__WHAT IS NEEDED__: Everything from the line containing "For the test set, locate each instance of the dark gym" through the last line of the records must be returned verbatim, and nothing outside that range.

__THE DATA__:
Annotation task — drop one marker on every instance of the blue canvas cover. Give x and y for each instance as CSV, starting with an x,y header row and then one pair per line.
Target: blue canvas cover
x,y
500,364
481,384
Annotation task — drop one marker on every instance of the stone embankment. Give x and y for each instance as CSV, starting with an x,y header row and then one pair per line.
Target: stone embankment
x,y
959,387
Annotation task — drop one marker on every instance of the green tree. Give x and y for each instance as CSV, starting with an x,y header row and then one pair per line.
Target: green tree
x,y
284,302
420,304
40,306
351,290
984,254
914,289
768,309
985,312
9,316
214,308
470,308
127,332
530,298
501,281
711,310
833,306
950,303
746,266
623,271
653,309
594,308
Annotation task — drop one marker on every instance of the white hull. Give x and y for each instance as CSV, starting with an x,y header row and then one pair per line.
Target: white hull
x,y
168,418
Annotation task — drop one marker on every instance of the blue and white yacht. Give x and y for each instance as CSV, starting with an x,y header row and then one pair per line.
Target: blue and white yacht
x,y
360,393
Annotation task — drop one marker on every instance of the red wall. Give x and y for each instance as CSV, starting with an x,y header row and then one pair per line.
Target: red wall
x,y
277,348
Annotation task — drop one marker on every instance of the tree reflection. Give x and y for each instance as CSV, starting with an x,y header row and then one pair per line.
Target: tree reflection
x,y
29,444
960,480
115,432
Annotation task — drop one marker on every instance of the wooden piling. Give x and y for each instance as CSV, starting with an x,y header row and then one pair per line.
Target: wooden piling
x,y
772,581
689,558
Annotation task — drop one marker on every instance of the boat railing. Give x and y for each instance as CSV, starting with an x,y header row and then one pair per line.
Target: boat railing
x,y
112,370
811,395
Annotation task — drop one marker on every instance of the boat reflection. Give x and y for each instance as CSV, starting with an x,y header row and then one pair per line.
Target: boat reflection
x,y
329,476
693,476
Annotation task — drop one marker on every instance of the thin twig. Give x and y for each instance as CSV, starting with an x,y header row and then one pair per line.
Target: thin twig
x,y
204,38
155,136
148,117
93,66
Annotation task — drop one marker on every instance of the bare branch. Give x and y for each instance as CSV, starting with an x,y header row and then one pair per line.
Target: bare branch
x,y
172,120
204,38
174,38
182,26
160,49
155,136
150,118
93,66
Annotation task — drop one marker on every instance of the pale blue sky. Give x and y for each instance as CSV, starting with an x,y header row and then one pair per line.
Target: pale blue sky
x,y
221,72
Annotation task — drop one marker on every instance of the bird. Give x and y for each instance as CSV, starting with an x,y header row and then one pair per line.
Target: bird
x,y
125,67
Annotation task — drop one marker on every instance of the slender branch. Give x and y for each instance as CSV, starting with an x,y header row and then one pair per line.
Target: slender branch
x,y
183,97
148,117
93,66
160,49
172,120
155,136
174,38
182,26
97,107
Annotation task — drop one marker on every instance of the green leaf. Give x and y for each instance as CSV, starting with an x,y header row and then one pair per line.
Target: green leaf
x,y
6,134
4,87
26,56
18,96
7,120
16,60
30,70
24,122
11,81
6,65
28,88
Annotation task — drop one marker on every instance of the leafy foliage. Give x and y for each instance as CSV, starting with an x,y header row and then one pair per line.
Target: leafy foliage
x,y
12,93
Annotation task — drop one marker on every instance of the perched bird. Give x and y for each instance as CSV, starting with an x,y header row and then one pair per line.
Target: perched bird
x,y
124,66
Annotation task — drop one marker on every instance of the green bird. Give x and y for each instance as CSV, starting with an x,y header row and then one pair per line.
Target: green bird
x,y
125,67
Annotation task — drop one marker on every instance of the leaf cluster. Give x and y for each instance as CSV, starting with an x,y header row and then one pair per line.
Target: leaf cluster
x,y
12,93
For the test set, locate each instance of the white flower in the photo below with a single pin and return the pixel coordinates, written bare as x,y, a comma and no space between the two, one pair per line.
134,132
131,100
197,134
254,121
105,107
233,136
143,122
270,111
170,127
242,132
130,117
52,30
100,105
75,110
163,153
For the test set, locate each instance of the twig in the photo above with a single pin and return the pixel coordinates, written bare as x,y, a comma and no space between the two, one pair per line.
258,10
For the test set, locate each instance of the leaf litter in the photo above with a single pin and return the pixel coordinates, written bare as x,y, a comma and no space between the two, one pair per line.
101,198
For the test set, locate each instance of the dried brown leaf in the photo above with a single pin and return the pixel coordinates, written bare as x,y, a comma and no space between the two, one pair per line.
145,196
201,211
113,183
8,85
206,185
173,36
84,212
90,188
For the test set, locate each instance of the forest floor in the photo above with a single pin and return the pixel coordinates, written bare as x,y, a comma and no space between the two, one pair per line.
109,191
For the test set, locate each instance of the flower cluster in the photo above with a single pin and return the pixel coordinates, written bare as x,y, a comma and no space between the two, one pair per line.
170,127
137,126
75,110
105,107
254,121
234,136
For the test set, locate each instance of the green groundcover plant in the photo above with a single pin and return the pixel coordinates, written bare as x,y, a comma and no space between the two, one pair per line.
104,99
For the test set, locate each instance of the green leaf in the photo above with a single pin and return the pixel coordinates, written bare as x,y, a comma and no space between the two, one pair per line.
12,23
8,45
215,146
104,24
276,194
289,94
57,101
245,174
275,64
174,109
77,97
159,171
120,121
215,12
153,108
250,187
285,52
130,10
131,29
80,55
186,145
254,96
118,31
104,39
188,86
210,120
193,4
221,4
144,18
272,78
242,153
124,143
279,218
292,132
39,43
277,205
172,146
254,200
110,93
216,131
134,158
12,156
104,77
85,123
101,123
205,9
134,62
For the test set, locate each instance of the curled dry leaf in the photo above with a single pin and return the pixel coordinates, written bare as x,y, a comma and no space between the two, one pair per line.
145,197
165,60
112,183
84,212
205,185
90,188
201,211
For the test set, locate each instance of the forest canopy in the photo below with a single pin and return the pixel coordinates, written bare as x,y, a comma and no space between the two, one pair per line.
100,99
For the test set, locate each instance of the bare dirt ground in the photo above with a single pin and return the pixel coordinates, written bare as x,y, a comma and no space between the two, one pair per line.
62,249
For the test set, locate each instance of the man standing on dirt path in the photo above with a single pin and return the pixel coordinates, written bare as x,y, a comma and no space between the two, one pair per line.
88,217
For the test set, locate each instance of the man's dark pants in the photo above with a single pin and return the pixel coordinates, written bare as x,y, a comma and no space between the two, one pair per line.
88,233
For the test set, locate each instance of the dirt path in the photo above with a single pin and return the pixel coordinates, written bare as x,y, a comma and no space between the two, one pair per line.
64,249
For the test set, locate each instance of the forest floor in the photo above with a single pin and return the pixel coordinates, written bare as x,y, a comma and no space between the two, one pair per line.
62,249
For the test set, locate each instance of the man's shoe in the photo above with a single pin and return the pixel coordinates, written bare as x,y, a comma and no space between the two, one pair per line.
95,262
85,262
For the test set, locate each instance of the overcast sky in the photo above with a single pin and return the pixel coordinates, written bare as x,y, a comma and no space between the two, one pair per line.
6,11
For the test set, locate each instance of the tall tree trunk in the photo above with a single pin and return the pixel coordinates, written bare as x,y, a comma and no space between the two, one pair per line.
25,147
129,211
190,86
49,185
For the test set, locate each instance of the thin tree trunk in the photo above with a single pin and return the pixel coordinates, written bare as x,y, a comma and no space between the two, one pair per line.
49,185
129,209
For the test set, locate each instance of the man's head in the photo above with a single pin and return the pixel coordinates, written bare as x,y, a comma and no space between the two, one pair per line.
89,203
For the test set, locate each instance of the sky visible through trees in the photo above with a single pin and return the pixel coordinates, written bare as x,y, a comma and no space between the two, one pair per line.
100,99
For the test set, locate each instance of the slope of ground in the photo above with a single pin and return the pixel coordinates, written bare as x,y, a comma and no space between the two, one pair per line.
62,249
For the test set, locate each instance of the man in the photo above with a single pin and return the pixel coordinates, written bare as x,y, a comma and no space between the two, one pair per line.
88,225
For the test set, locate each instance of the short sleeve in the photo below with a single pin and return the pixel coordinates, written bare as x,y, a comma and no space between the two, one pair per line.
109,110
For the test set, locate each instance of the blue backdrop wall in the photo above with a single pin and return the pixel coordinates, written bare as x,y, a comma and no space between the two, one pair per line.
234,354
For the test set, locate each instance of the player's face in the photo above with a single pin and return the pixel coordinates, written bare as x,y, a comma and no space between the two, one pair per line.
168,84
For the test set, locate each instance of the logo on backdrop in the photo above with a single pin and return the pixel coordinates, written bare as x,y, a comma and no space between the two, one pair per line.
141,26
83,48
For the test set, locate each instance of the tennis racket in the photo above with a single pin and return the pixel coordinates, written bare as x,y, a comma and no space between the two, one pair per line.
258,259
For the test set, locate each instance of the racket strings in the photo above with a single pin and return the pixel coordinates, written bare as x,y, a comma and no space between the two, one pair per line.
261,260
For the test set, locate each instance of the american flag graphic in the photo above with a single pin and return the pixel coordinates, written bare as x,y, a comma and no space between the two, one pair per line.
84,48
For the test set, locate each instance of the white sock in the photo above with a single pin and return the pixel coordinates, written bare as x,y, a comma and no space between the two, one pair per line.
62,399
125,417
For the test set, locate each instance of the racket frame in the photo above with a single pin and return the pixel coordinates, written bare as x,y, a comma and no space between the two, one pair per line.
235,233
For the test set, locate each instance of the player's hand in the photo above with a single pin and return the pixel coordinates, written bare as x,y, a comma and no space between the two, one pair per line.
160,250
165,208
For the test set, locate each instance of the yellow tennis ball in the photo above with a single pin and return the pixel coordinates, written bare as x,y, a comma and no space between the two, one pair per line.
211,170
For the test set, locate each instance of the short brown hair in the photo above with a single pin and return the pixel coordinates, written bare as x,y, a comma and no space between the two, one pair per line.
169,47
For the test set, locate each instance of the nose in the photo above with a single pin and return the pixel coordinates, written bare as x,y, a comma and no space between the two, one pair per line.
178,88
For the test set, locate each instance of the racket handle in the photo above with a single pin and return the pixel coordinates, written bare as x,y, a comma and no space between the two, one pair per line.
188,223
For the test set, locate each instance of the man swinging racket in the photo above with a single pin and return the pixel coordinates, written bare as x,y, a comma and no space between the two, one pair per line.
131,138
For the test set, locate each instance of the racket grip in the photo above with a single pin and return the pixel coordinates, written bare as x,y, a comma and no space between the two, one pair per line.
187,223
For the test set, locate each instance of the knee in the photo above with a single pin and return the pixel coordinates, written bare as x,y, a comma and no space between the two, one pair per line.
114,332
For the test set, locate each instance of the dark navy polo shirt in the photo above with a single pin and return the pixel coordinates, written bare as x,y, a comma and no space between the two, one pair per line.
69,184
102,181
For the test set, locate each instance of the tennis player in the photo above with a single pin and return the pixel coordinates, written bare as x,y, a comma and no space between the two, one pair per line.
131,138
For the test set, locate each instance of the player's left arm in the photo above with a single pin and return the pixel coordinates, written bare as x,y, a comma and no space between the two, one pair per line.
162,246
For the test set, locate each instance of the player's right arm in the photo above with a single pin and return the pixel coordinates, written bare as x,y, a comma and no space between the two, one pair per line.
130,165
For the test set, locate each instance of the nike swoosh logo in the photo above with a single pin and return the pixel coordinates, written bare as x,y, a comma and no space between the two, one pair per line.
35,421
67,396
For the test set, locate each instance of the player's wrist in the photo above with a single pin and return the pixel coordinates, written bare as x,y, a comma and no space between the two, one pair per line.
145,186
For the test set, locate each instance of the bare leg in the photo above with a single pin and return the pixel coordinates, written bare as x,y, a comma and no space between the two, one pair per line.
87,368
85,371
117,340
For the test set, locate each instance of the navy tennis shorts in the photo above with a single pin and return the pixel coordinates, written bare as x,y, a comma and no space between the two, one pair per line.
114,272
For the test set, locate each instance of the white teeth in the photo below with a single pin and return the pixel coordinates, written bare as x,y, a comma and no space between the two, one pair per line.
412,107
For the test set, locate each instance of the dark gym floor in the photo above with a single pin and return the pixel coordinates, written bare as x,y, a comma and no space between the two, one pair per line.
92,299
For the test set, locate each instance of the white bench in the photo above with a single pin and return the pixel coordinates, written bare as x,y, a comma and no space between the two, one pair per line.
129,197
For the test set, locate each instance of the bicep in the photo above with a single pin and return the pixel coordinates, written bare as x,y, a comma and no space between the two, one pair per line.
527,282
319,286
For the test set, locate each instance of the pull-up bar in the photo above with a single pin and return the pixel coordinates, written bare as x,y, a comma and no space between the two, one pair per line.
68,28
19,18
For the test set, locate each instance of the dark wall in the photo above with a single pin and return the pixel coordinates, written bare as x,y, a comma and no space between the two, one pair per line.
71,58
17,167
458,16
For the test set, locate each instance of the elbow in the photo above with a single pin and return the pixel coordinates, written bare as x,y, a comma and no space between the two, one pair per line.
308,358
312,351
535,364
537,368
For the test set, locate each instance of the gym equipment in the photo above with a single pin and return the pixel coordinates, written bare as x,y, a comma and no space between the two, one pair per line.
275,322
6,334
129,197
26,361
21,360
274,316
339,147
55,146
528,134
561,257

__RESULT__:
For the test set, locate each instance of the dark gym floor in the photo above with a single pin and return the pixel coordinates, written bare as x,y, a comma and no space between the two, one pair per line.
92,299
For the test set, locate each instance of the white bench in the photo above with a single pin and return the pixel coordinates, written bare as x,y, a comma and no space between the two, one pair per line.
129,197
For the test set, locate each instance of the bicep in the photo above with a single pin and return the pixel coordinates, written bare as x,y, a comma and no space between the two, one pair per line.
527,282
319,286
For the test set, locate each instance of the pull-up bar in the photo above with a single pin and return the pixel coordinates, written bare as x,y, a comma and no space between the two, one pair per line.
68,28
19,18
For the test set, locate each instance of the dark wall in the photo above with a single pin and return the pixel coordinates, written bare as x,y, a comma and no space between the two, one pair per line.
71,58
17,167
458,16
For the test set, locate each instance of the elbow in the photo above with a single pin and return the pixel coordinates, written bare as x,y, a comma and no space between the two, one pair per line.
308,358
312,351
535,364
537,368
For the test set, locate each instance of the gym equipment in the photo above with a single pin and return the pixel coordinates, written bare as x,y, a comma and no space between the two, one pair per line.
275,322
6,334
129,197
26,361
21,360
274,316
339,147
55,146
528,134
561,257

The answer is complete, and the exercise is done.